*RECORD EXCERPTS*.
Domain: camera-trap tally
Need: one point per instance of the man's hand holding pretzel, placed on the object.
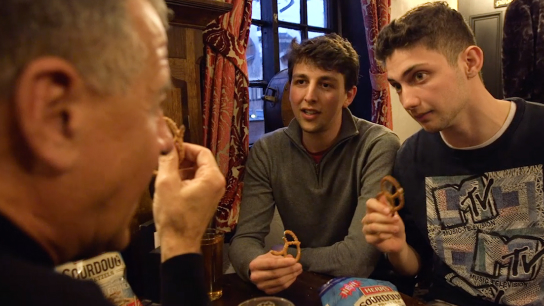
(382, 226)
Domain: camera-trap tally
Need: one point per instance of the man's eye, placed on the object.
(420, 76)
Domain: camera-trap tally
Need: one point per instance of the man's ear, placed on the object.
(473, 59)
(46, 93)
(350, 96)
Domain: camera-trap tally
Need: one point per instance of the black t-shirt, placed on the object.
(476, 217)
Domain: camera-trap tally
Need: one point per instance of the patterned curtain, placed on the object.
(376, 14)
(225, 103)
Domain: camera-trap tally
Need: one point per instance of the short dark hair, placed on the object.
(330, 52)
(434, 25)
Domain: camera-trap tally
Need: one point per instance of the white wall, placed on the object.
(403, 124)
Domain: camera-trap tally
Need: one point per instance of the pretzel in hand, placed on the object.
(286, 245)
(177, 133)
(399, 193)
(178, 137)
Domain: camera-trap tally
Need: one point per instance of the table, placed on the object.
(303, 292)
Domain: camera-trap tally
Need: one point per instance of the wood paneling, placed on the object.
(196, 13)
(177, 47)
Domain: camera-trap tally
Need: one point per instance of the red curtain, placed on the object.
(377, 14)
(226, 103)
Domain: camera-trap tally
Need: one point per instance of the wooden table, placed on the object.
(303, 292)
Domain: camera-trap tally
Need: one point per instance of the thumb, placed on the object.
(168, 164)
(382, 198)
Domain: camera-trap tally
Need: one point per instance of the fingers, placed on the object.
(168, 164)
(273, 274)
(378, 205)
(277, 285)
(271, 262)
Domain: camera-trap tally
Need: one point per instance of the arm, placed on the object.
(247, 254)
(256, 212)
(354, 256)
(182, 209)
(518, 58)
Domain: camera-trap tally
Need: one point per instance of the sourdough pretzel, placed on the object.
(286, 245)
(178, 137)
(399, 193)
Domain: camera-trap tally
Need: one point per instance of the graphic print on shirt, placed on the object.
(489, 229)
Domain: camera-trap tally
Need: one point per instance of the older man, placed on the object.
(80, 91)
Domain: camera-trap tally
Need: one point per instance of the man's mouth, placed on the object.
(310, 111)
(421, 116)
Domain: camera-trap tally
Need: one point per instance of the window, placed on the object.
(269, 40)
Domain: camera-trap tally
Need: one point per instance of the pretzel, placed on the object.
(286, 245)
(177, 134)
(399, 193)
(178, 137)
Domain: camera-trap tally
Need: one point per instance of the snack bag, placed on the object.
(108, 271)
(353, 291)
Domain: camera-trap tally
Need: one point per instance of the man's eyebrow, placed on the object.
(328, 78)
(406, 72)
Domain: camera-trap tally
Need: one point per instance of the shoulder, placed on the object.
(410, 147)
(375, 132)
(32, 284)
(271, 139)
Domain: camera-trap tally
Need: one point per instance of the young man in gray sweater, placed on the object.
(319, 172)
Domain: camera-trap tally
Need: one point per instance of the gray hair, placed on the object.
(96, 36)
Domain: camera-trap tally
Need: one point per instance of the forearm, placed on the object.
(345, 258)
(242, 251)
(406, 262)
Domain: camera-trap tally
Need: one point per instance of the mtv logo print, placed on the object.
(517, 258)
(468, 202)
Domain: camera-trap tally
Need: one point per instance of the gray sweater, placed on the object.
(323, 203)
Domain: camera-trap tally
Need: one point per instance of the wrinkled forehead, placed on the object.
(402, 61)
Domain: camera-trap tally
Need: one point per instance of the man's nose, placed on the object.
(409, 98)
(310, 94)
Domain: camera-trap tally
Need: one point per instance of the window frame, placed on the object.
(270, 24)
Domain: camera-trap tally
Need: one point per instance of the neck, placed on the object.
(26, 205)
(319, 142)
(482, 118)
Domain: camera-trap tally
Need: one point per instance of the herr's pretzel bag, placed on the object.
(108, 271)
(353, 291)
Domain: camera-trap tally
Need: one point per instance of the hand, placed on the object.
(382, 229)
(183, 207)
(272, 273)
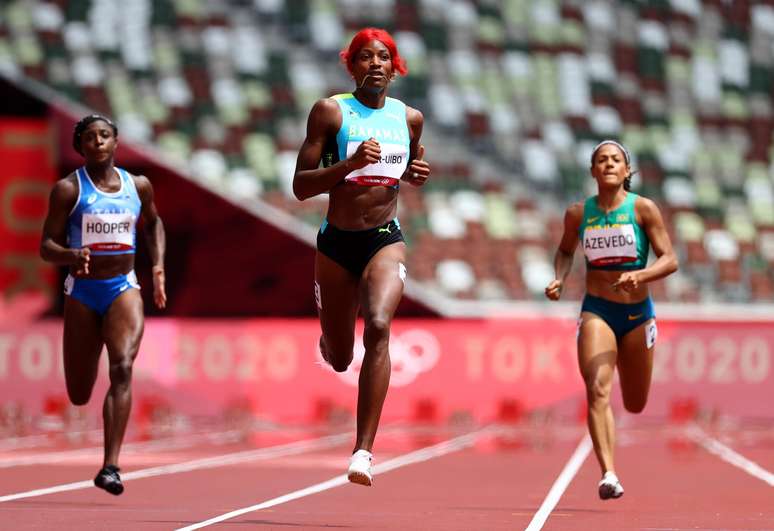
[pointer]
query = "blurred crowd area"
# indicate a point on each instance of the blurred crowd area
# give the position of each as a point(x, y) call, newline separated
point(515, 94)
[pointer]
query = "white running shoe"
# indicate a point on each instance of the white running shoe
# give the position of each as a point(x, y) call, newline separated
point(360, 468)
point(610, 487)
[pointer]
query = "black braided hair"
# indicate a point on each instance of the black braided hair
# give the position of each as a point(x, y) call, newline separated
point(627, 158)
point(84, 122)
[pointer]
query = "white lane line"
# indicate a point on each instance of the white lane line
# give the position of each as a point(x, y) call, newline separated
point(729, 455)
point(562, 482)
point(418, 456)
point(171, 443)
point(297, 447)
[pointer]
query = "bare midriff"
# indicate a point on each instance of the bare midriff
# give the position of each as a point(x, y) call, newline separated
point(357, 207)
point(599, 283)
point(107, 266)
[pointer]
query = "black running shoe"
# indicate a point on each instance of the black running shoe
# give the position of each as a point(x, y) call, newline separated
point(109, 480)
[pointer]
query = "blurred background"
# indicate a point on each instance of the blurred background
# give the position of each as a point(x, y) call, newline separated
point(211, 100)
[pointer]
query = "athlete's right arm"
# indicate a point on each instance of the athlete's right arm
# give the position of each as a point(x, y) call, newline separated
point(566, 250)
point(324, 122)
point(53, 243)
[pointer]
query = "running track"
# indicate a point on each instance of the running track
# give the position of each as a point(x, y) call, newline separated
point(475, 478)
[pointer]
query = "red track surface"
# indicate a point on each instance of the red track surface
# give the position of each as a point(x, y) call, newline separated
point(499, 483)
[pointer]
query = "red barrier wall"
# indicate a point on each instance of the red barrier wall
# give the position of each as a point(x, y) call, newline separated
point(481, 368)
point(27, 155)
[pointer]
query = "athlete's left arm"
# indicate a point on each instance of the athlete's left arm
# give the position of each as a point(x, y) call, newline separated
point(666, 261)
point(154, 236)
point(418, 169)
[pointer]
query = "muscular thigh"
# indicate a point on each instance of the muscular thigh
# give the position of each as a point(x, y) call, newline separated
point(336, 294)
point(635, 357)
point(123, 325)
point(383, 280)
point(597, 349)
point(82, 345)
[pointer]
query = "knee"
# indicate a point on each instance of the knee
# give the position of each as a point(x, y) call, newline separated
point(341, 364)
point(79, 397)
point(338, 356)
point(377, 330)
point(635, 405)
point(121, 371)
point(597, 392)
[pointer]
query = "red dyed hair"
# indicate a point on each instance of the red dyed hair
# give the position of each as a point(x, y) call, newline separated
point(366, 35)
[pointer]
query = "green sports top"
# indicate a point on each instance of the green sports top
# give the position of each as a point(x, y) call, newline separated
point(613, 241)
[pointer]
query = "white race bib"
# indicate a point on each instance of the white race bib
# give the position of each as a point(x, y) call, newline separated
point(610, 245)
point(108, 232)
point(386, 172)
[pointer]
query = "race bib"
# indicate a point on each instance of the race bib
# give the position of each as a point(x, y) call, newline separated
point(108, 232)
point(386, 172)
point(610, 245)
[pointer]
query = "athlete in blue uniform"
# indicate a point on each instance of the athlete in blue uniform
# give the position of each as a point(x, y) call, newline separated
point(367, 144)
point(617, 326)
point(91, 227)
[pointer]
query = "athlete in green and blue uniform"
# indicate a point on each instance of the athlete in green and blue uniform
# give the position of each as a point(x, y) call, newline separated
point(617, 326)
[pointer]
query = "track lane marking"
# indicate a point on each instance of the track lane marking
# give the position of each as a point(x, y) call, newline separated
point(417, 456)
point(259, 454)
point(562, 482)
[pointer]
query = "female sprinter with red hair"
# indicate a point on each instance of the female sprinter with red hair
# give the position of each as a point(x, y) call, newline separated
point(367, 143)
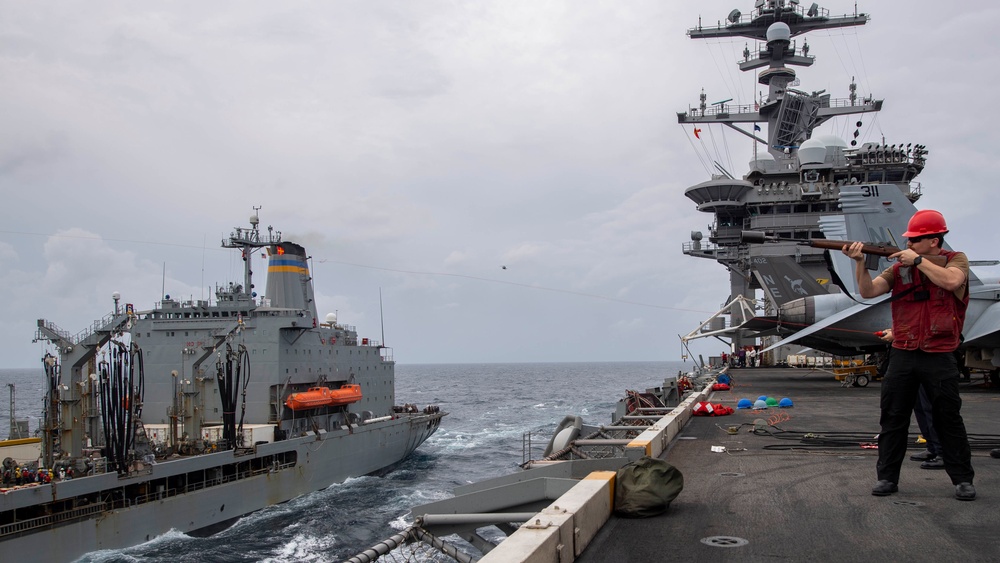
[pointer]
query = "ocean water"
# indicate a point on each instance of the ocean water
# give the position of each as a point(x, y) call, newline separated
point(490, 407)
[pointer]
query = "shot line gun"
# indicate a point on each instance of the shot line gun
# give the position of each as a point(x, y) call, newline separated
point(871, 249)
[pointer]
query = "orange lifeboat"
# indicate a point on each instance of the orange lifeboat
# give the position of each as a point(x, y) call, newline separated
point(317, 397)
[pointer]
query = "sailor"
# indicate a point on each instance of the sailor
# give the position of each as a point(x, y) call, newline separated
point(928, 310)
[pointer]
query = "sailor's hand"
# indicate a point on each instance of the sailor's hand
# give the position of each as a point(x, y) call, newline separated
point(905, 257)
point(853, 251)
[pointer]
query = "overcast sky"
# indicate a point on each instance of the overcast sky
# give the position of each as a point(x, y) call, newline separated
point(418, 147)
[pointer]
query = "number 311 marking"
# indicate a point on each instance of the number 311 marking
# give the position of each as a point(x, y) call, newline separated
point(870, 191)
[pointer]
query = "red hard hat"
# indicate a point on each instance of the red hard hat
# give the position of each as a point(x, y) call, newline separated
point(925, 222)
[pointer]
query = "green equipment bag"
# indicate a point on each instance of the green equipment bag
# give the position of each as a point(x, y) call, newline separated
point(646, 487)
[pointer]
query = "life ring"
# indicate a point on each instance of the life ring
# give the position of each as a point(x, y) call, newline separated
point(567, 431)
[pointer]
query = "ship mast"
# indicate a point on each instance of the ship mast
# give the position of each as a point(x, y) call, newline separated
point(780, 191)
point(247, 240)
point(791, 115)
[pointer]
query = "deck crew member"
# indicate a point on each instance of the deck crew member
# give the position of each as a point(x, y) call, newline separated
point(928, 311)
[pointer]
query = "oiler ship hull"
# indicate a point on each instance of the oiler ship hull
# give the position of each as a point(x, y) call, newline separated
point(204, 494)
point(178, 417)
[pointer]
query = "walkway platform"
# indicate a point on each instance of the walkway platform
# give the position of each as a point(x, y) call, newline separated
point(777, 497)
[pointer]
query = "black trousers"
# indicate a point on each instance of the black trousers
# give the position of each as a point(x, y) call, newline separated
point(937, 372)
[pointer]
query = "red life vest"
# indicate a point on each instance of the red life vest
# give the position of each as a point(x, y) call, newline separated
point(927, 317)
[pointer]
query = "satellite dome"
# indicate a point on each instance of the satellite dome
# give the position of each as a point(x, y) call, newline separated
point(832, 141)
point(778, 32)
point(812, 151)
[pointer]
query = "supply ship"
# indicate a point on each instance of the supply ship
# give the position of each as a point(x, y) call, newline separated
point(191, 414)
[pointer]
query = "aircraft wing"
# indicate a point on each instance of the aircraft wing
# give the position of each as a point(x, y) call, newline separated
point(830, 321)
point(985, 331)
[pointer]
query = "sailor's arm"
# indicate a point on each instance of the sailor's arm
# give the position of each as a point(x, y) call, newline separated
point(950, 278)
point(867, 287)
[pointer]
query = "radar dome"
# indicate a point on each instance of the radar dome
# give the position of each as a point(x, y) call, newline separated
point(812, 151)
point(832, 141)
point(779, 32)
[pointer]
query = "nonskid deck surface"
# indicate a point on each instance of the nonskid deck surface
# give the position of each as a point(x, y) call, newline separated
point(815, 503)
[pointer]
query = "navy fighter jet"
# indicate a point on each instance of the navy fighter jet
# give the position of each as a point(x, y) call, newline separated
point(842, 323)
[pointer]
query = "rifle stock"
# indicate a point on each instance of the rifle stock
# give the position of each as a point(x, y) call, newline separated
point(881, 249)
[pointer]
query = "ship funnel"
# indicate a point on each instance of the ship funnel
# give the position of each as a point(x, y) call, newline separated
point(288, 282)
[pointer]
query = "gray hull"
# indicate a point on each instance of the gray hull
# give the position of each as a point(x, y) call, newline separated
point(320, 461)
point(191, 414)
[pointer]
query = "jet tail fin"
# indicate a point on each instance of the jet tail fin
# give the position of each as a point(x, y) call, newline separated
point(783, 280)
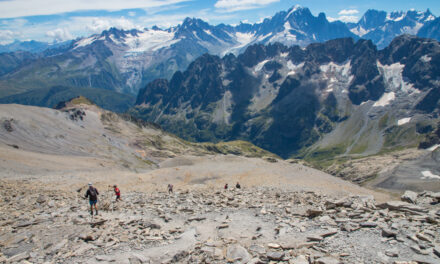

*WHAT IS BEING ASKED*. In the lines above, find the word "area" and copy every line it occurs in.

*EXERCISE RESPONSE*.
query = "blurred crowd area"
# indicate a point on each instance of the blurred crowd area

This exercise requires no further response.